Stored data:
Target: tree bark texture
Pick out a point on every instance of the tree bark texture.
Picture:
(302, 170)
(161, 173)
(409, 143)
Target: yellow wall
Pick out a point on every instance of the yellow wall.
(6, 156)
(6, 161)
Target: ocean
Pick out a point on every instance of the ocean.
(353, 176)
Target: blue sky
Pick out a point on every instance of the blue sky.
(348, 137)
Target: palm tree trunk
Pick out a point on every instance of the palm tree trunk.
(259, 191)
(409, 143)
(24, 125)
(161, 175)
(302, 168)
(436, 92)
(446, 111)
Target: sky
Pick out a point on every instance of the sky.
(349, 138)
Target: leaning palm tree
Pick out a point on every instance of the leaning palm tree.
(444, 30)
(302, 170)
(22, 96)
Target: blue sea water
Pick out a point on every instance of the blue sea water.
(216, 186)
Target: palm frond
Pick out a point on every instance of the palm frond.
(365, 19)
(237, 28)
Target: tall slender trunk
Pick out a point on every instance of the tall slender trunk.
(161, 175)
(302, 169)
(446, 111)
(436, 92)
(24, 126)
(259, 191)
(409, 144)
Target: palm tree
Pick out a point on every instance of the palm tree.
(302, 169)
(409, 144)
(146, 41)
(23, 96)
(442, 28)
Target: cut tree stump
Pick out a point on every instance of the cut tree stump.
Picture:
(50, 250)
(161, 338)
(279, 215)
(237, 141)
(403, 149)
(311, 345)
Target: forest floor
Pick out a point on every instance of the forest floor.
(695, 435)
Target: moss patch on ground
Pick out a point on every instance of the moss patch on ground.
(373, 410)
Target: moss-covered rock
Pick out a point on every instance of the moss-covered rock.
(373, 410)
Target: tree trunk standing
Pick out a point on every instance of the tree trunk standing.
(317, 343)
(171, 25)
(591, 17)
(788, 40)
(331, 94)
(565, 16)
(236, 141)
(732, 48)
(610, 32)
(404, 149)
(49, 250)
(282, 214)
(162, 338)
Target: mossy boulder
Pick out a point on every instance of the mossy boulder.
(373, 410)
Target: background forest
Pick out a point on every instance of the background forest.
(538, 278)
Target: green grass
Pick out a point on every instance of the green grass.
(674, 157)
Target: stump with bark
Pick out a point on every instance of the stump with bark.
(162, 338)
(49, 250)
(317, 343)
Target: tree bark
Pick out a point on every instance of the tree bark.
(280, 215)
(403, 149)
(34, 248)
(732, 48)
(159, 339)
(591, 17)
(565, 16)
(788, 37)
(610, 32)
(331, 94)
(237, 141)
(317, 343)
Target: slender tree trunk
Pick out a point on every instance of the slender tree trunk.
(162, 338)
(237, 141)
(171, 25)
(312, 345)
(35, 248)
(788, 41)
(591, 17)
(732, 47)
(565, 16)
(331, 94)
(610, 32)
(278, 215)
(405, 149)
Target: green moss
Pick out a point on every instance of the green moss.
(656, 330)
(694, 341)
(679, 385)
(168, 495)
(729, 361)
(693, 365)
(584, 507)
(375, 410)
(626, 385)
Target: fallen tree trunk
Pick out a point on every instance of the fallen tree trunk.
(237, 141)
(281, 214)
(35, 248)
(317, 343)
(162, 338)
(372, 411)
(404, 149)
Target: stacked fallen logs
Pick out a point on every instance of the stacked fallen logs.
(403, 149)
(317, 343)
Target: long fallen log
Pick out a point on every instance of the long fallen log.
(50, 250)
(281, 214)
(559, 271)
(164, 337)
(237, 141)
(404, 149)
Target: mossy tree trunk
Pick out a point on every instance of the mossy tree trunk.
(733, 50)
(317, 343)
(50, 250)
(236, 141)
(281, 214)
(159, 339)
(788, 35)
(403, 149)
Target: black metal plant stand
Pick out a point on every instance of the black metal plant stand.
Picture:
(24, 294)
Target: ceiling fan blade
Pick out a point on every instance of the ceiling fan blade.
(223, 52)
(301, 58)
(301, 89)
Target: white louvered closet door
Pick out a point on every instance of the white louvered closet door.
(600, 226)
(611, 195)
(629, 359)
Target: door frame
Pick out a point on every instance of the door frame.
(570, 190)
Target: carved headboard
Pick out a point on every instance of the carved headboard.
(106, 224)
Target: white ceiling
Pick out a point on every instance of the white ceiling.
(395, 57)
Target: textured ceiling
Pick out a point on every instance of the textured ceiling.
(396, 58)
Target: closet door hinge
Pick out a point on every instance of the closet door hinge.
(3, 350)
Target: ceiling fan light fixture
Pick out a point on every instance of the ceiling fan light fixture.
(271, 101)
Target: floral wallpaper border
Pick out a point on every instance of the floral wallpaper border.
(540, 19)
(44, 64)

Work instruction: Go through the entries and return each line where the word "metal" occurs.

Exercise response:
Target: black metal plant stand
Pick out a point on every instance of the black metal plant stand.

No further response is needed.